### Task brief
Show every line from the entries below that contains the word "backdrop", matching case exactly.

--------------------

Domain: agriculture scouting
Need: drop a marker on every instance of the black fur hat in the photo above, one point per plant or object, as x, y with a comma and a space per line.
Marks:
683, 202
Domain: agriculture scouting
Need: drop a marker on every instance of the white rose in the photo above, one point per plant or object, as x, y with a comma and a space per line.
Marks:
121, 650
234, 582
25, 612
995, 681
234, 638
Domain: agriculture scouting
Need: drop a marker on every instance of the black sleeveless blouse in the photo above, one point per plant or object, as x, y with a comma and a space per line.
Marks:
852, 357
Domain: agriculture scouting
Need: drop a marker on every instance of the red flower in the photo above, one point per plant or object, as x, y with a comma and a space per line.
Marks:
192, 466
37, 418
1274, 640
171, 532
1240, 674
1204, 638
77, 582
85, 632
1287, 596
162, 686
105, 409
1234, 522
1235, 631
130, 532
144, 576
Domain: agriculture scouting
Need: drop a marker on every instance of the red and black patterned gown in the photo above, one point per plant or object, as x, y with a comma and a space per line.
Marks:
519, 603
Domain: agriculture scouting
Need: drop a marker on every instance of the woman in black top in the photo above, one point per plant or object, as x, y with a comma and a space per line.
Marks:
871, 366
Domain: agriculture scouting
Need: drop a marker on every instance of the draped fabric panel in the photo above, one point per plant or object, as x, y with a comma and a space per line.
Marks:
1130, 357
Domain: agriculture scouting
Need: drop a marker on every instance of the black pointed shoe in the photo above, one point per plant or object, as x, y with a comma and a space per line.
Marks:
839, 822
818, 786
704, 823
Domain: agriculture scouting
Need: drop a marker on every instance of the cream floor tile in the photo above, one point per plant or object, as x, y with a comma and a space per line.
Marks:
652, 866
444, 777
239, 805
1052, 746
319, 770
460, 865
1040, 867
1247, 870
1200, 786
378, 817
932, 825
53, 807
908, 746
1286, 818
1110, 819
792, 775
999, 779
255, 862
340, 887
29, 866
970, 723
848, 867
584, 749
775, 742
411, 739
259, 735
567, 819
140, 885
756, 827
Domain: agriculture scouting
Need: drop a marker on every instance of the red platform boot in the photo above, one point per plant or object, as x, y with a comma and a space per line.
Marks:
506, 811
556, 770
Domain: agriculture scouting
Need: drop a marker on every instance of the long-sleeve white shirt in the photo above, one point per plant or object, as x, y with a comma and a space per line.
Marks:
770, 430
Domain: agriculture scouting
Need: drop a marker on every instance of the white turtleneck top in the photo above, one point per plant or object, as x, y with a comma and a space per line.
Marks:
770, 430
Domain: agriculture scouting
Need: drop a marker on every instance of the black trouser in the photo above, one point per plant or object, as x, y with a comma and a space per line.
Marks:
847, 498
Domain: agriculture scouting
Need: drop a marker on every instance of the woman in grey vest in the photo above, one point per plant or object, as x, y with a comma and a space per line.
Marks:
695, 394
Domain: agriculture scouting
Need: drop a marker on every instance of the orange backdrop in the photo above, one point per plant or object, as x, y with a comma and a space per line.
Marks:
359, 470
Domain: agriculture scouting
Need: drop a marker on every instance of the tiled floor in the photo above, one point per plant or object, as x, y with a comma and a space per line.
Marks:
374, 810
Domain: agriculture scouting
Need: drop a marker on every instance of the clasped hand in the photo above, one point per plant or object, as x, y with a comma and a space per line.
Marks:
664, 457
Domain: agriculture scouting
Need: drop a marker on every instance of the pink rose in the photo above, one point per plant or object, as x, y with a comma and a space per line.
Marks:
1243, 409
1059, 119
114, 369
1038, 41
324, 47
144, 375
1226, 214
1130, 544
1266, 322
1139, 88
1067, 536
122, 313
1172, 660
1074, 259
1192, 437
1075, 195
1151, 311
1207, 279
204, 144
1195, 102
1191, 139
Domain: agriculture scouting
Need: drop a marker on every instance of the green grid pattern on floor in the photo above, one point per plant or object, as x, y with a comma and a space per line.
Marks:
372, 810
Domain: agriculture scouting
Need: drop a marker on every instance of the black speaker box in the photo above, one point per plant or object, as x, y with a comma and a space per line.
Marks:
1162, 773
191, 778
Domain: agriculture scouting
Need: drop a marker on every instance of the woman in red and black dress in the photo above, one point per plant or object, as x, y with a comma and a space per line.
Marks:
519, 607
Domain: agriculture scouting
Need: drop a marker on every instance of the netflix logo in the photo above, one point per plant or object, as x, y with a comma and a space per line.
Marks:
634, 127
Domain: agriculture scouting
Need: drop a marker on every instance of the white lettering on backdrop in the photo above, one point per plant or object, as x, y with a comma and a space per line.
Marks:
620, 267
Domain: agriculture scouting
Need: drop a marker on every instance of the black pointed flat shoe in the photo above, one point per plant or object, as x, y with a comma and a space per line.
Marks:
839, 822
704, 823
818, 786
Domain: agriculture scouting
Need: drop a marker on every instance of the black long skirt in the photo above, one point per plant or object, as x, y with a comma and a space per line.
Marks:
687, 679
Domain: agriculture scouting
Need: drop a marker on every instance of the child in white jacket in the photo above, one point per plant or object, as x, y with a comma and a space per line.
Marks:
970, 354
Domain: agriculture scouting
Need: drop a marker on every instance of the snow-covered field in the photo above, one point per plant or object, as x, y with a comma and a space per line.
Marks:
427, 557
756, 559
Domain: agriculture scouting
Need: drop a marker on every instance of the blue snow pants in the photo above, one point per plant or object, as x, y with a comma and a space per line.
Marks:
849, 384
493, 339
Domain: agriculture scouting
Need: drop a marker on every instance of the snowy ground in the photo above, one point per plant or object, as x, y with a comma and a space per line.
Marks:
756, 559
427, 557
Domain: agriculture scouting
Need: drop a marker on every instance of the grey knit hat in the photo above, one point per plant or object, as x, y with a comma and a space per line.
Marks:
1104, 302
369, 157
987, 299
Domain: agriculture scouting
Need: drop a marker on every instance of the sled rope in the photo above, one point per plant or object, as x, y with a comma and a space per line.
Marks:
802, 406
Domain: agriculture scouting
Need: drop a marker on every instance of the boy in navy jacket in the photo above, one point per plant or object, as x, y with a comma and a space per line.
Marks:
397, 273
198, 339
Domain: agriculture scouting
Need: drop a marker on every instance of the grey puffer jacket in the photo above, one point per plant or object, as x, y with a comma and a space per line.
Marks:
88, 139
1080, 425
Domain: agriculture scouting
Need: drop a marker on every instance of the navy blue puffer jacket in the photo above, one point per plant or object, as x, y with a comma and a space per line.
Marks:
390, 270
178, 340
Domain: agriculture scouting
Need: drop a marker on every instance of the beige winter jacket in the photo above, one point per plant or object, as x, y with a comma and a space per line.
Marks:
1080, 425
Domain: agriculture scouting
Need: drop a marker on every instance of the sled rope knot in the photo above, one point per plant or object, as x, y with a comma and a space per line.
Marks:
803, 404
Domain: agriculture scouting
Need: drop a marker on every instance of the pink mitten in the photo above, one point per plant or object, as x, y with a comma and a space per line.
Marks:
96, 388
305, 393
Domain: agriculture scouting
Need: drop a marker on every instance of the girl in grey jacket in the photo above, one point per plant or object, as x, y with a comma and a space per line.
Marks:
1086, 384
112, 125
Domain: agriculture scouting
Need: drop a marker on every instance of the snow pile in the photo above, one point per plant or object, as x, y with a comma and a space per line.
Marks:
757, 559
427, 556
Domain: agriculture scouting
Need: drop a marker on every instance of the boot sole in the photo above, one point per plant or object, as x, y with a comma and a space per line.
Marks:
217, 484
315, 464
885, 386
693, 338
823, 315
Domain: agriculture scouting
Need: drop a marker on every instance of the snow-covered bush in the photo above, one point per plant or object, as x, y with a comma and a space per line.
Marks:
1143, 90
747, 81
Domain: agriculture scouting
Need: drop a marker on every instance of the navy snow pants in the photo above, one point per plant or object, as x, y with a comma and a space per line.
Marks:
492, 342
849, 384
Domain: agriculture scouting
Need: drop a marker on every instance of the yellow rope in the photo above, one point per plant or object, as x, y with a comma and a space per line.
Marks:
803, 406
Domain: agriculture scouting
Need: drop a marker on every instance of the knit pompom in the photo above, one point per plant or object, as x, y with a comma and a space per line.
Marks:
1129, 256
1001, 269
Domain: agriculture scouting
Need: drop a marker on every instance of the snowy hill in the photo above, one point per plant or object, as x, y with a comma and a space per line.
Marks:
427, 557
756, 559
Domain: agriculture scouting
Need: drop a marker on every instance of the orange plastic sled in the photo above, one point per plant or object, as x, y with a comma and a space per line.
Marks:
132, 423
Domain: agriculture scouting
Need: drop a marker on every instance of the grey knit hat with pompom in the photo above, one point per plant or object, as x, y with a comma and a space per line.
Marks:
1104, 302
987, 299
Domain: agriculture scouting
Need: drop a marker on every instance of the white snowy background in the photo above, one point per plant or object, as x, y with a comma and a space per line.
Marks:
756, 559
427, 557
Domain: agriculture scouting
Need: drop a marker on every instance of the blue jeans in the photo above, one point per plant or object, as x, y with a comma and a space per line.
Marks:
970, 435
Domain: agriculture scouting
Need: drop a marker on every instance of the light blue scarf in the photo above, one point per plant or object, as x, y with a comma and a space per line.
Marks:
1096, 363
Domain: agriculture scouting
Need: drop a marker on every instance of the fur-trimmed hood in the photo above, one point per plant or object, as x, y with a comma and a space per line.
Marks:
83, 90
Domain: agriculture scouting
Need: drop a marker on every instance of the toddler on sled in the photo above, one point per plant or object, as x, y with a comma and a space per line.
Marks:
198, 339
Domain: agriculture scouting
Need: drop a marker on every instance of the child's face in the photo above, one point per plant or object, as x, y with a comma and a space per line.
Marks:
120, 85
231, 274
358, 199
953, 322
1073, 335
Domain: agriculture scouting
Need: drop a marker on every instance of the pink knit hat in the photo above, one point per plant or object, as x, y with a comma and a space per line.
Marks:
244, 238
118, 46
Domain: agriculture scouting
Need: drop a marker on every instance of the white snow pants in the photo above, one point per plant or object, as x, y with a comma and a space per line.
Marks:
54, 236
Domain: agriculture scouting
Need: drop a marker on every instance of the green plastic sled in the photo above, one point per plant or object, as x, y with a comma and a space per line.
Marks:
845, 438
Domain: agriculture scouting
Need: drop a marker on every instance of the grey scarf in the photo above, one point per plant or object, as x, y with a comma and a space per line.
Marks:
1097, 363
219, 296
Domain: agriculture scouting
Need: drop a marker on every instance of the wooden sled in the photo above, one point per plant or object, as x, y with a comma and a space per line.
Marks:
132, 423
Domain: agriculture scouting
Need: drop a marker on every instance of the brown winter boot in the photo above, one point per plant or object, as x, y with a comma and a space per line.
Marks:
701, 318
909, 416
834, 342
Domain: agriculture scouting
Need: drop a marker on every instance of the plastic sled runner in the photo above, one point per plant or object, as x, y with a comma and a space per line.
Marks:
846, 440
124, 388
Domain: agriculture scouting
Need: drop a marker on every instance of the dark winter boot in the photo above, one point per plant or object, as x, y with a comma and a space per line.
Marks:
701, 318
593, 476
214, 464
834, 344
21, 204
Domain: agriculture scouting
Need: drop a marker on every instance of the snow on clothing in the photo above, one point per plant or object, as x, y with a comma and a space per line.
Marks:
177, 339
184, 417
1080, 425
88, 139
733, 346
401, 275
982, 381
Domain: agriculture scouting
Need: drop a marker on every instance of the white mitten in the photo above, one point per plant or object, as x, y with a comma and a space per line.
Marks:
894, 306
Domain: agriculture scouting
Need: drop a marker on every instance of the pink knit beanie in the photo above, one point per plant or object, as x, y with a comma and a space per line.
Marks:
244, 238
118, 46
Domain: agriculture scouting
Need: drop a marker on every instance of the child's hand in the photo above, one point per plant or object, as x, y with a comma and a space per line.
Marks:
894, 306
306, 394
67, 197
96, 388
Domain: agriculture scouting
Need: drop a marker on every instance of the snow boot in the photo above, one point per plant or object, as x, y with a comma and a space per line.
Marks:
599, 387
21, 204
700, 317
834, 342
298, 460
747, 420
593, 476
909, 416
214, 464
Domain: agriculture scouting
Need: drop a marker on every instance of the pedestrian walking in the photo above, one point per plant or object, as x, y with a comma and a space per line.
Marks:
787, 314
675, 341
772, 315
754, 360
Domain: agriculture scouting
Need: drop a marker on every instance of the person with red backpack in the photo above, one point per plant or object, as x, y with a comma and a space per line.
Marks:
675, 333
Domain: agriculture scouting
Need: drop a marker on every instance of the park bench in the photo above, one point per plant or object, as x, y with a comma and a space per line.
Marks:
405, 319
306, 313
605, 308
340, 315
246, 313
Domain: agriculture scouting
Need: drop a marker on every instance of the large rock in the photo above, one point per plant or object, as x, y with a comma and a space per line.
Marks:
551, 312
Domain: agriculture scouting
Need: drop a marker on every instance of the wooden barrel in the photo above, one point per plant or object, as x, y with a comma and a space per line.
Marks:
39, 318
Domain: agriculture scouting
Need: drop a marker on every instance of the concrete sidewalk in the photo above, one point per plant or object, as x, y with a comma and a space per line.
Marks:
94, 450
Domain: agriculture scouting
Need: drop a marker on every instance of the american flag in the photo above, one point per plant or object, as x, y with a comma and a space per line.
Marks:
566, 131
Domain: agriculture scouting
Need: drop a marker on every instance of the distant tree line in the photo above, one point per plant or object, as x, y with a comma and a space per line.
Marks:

--------------------

### Solved problem
Need: drop a marker on every instance of the orange backdrop in the photo above, one point per plant or object, as x, y with a comma and a space per line.
Need: drop a marker on every instance of the white lettering on backdrop in the photo above, one point per plant or object, as x, y with a comma and a space per line.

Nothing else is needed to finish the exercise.